As the comment by hsinghal says, the question stipulates that the charge is on the outside, so then in the actual question, the field inside, as with a conductor, would be zero.

Forget the stipulation for the moment that the charge is spread over the outside of the sphere, just to find out how a charge inside an insulating body would behave.

If we compare the field emitting from a point charge Q to the electric field existing outside the insulating sphere. Draw a Gaussian surface around the rubber/insulating shell.

Applying Gauss's Law will produce, in both situations,

$E = kQ/r^2$

So, outside a sphere of charge Q the field is identical to that from a point charge.

Now we have to find the electric field at the centre of the object.

What is the electric flux through a interior Gaussian sphere r < R, and how much charge is enclosed by the sphere?

The volume of the Gaussian sphere is:

$V_g = (4/3)\pi r^3$

The charge enclosed by the Gaussian surface is the charge per unit volume multiplied by the volume of the sphere.

━━━━━━

**Problem 1**
Extract the entire passage on the electric field of a charged insulating sphere, reproducing it word for word.

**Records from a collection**
━━━━━━

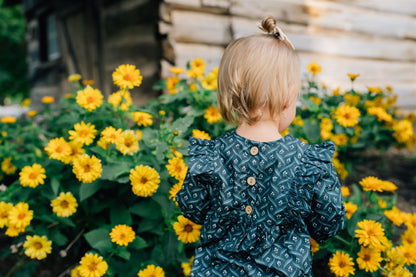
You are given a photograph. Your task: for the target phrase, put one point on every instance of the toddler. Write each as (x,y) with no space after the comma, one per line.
(259,196)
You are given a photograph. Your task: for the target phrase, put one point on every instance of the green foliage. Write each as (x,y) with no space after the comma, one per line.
(109,200)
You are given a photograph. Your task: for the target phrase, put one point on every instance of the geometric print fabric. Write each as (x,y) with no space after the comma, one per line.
(259,204)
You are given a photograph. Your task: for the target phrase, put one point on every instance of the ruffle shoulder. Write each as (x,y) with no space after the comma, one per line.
(316,162)
(202,155)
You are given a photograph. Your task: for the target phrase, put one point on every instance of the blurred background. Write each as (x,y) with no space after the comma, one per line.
(44,41)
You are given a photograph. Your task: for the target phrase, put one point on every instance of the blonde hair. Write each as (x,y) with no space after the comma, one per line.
(255,72)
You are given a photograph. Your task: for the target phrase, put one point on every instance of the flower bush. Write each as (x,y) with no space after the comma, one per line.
(89,183)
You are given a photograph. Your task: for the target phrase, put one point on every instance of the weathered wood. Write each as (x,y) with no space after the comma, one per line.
(330,15)
(348,44)
(200,28)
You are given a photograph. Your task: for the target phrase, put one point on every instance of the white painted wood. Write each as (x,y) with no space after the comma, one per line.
(336,43)
(330,15)
(197,27)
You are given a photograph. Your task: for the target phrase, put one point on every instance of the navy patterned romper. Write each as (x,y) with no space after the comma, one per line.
(259,204)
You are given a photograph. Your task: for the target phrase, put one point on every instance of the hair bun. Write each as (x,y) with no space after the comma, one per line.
(268,25)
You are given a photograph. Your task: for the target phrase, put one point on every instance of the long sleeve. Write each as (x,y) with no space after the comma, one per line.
(194,196)
(327,210)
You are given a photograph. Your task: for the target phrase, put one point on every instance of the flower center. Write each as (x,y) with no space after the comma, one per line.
(128,77)
(33,175)
(64,204)
(37,245)
(188,228)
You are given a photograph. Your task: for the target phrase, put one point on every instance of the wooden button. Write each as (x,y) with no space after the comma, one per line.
(251,181)
(254,150)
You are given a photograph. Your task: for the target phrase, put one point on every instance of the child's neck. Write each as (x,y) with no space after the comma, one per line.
(263,130)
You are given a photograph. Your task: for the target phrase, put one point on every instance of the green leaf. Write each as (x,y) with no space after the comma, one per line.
(99,239)
(113,171)
(87,190)
(147,208)
(119,214)
(55,184)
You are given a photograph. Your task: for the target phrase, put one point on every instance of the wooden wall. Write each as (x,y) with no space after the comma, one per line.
(376,39)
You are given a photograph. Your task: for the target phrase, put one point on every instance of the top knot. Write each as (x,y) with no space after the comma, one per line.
(269,26)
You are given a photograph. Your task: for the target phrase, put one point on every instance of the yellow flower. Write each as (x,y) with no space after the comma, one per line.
(187,267)
(32,113)
(177,168)
(380,113)
(409,237)
(111,135)
(74,78)
(403,130)
(92,265)
(394,260)
(411,221)
(89,98)
(382,204)
(7,167)
(121,99)
(388,186)
(151,271)
(352,100)
(345,191)
(409,253)
(8,119)
(186,230)
(174,190)
(75,272)
(48,99)
(144,180)
(20,216)
(83,133)
(87,169)
(127,76)
(87,82)
(212,114)
(32,176)
(371,234)
(128,143)
(395,215)
(353,76)
(176,70)
(314,68)
(37,247)
(26,102)
(122,234)
(371,183)
(210,82)
(351,208)
(14,231)
(374,89)
(142,119)
(316,100)
(76,150)
(347,116)
(340,139)
(197,68)
(64,205)
(314,246)
(298,121)
(341,264)
(369,259)
(4,213)
(200,134)
(171,84)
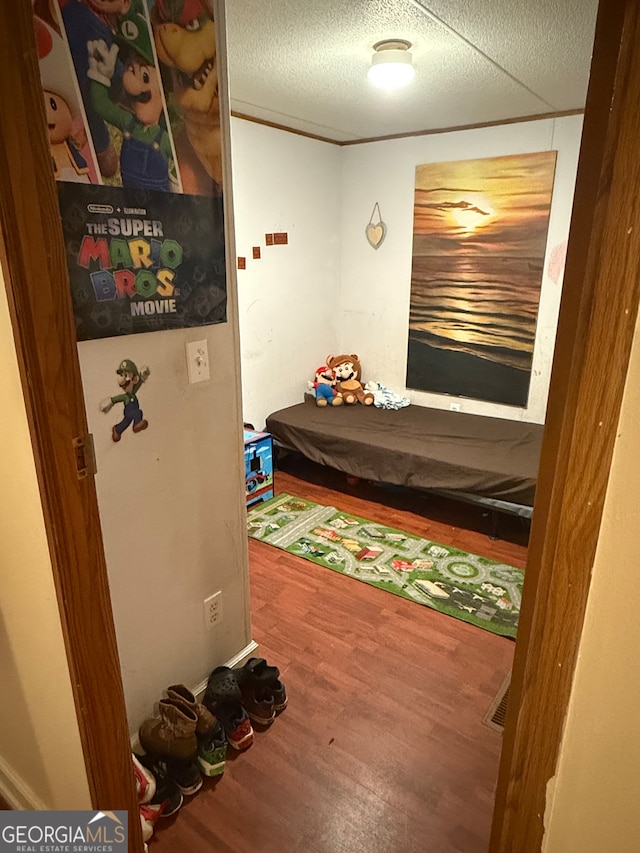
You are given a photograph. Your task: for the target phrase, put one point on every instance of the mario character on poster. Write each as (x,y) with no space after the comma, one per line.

━━━━━━

**Problem 2**
Count the lines in the entries that contain the word "wooden", treating uppercase and lowercase as different, and give only the number.

**Reply 1**
As the comment by hsinghal says, the question stipulates that the charge is on the outside, so then in the actual question, the field inside, as with a conductor, would be zero.

Forget the stipulation for the moment that the charge is spread over the outside of the sphere, just to find out how a charge inside an insulating body would behave.

If we compare the field emitting from a point charge Q to the electric field existing outside the insulating sphere. Draw a Gaussian surface around the rubber/insulating shell.

Applying Gauss's Law will produce, in both situations,

$E = kQ/r^2$

So, outside a sphere of charge Q the field is identical to that from a point charge.

Now we have to find the electric field at the centre of the object.

What is the electric flux through a interior Gaussian sphere r < R, and how much charge is enclosed by the sphere?

The volume of the Gaussian sphere is:

$V_g = (4/3)\pi r^3$

The charge enclosed by the Gaussian surface is the charge per unit volume multiplied by the volume of the sphere.

**Reply 2**
2